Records
= = =

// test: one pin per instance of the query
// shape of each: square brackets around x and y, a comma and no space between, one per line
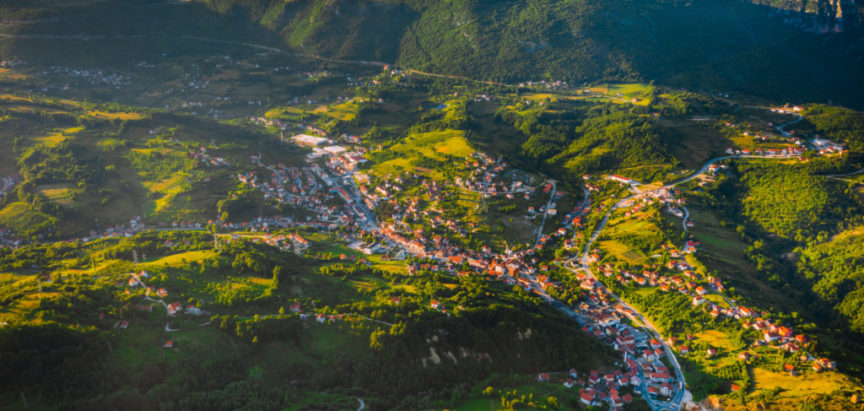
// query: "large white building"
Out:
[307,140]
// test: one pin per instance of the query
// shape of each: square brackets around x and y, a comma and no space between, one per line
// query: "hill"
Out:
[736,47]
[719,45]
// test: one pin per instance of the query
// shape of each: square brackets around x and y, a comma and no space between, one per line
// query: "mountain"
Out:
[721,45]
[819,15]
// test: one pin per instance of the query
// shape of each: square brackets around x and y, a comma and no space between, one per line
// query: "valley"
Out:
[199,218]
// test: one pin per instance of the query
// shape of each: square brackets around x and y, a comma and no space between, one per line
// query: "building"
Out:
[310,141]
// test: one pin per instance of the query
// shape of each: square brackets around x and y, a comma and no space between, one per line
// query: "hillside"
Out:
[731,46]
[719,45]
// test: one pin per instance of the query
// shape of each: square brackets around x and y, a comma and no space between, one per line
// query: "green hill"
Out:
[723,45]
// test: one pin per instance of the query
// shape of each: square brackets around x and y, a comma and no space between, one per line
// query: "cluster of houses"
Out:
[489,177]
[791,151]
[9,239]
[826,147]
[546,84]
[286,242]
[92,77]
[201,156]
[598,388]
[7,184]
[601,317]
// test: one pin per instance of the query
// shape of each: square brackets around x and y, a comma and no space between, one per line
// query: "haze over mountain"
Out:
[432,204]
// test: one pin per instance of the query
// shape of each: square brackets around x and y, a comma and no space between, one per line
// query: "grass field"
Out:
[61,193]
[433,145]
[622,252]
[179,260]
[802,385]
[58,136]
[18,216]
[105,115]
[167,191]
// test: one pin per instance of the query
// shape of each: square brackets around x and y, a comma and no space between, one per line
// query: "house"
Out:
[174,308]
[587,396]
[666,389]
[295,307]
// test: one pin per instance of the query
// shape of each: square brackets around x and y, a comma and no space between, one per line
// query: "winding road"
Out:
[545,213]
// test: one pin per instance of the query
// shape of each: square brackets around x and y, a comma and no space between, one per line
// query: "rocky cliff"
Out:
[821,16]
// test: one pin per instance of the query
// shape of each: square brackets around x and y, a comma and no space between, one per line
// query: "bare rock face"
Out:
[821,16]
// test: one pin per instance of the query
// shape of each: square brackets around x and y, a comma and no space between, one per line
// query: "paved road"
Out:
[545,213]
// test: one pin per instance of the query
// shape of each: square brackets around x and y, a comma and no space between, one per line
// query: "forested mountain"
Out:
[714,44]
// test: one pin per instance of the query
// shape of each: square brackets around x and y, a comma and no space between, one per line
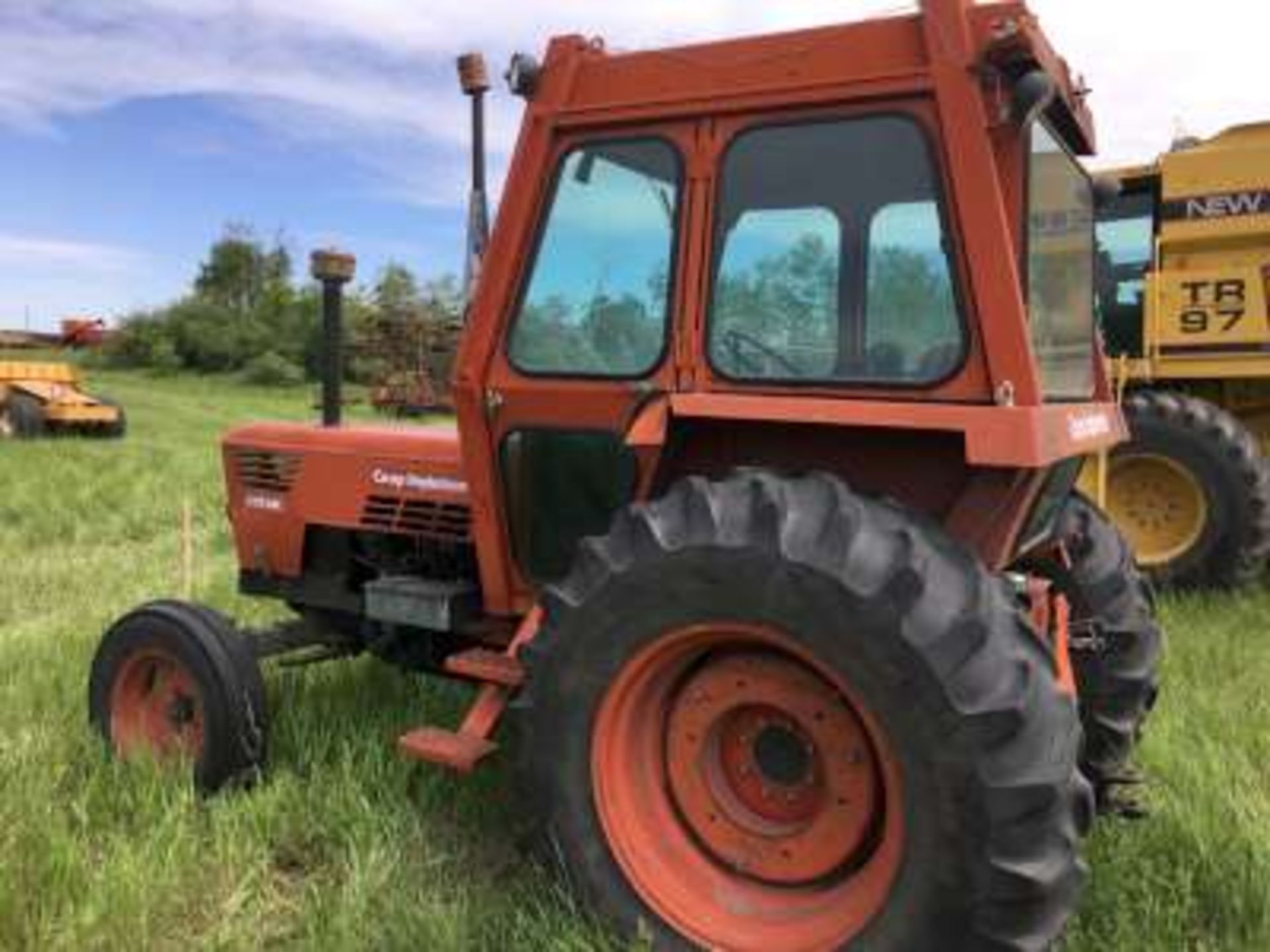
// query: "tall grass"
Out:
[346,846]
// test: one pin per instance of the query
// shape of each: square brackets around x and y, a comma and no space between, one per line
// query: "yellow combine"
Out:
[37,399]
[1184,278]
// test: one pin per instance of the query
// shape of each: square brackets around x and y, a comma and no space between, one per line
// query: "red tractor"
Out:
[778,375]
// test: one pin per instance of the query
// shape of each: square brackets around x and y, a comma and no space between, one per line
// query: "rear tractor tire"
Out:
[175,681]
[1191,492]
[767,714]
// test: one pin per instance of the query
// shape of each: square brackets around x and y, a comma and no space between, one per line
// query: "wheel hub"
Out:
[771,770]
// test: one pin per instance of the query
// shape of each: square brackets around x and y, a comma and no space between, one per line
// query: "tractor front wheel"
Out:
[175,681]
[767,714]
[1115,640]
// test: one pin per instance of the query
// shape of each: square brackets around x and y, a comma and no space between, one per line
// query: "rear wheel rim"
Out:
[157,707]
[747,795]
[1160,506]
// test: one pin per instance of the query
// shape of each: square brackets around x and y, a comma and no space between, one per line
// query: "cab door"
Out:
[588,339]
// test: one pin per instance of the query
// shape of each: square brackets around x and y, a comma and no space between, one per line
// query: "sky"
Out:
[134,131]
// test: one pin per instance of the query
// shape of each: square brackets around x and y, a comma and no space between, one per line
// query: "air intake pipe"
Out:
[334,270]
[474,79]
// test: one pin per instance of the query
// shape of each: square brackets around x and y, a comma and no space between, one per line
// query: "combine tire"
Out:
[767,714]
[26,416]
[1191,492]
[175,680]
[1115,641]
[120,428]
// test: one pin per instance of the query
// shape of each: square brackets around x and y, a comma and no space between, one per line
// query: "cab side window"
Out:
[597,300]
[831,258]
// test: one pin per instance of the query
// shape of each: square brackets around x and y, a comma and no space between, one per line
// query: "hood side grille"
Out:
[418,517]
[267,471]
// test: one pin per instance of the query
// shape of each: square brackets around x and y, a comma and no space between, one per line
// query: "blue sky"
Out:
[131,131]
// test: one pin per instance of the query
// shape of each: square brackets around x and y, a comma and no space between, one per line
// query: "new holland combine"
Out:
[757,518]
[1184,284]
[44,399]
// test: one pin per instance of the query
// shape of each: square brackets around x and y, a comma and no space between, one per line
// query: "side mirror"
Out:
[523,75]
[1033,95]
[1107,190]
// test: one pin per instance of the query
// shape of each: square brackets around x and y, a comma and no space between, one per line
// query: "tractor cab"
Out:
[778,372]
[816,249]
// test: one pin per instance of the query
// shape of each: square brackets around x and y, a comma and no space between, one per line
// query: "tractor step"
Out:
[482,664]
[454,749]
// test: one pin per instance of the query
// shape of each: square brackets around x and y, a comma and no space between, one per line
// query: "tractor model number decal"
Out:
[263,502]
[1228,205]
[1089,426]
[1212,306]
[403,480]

= = =

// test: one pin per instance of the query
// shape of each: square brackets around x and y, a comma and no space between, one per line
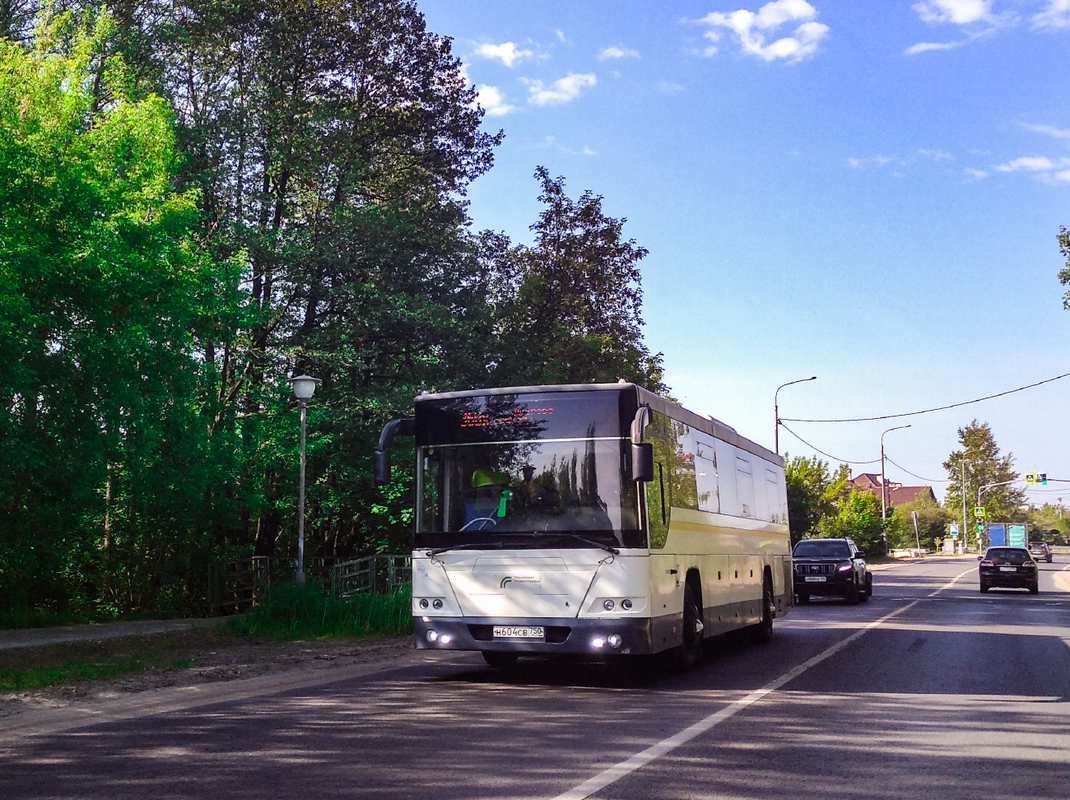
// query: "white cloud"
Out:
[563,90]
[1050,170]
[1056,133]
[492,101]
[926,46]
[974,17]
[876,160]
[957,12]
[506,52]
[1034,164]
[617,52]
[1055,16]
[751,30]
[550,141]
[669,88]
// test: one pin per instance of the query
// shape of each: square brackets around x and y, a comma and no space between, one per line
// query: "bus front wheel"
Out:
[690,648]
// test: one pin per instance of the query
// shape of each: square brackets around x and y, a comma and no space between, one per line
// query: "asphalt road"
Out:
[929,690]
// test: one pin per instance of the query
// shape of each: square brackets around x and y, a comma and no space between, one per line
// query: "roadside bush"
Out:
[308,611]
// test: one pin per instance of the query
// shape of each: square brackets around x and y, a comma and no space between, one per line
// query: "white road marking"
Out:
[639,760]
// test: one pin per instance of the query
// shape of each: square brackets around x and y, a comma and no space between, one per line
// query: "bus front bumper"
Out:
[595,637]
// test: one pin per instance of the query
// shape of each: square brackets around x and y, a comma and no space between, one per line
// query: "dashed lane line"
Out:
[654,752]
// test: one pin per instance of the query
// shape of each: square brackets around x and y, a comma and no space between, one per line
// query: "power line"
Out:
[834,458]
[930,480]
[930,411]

= = =

• **Problem requirements**:
Gather every line in the entries above that contains the word "white" and copy each one in full. Case counts.

• **Response to this task**:
// query: "large white building"
// query: "white cloud"
// query: "white road marking"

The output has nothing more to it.